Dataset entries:
_ _ _
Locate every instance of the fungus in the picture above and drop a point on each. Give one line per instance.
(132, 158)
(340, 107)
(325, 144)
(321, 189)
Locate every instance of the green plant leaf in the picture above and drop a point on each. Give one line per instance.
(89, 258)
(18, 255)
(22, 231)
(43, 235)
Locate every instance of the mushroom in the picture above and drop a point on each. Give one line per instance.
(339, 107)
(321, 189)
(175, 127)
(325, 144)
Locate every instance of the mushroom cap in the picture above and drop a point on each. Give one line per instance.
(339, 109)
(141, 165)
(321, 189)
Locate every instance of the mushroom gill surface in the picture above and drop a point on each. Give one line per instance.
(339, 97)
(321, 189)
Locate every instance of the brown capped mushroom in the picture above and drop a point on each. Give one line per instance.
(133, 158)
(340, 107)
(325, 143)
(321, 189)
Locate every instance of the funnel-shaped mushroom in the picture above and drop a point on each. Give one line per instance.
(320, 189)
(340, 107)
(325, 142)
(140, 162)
_ _ _
ABOUT THIS TASK: From the records above, extract every entry verbatim.

SOLUTION TO THE PROBLEM:
Locate every instance of the fungus in the picture above and drop a point on each. Give one line per instance.
(132, 158)
(340, 107)
(325, 144)
(321, 189)
Locate every instance of the green plant leaf in the picture above and drop a point on each. Give one line per instance.
(89, 258)
(18, 255)
(22, 231)
(43, 235)
Locate every instance of the mushroom in the picture above and drop a point on each. Give one line per instance.
(339, 107)
(321, 189)
(175, 127)
(325, 144)
Locate every instance of the mushroom cap in the picture above and drop a point on each. Give one line per instance.
(339, 109)
(141, 165)
(321, 189)
Locate every instance of the mushroom gill surface in the picture above and drop a point on each. Give one line per instance.
(339, 97)
(321, 189)
Locate every instance of the brown capped mushroom in the picture above and drop a point on each. Give one line per instance.
(133, 158)
(340, 107)
(325, 143)
(321, 189)
Locate every instance of the funnel-shaped mushroom in the picture above and drop a point on each. Give one line per instance.
(320, 189)
(340, 107)
(325, 142)
(140, 162)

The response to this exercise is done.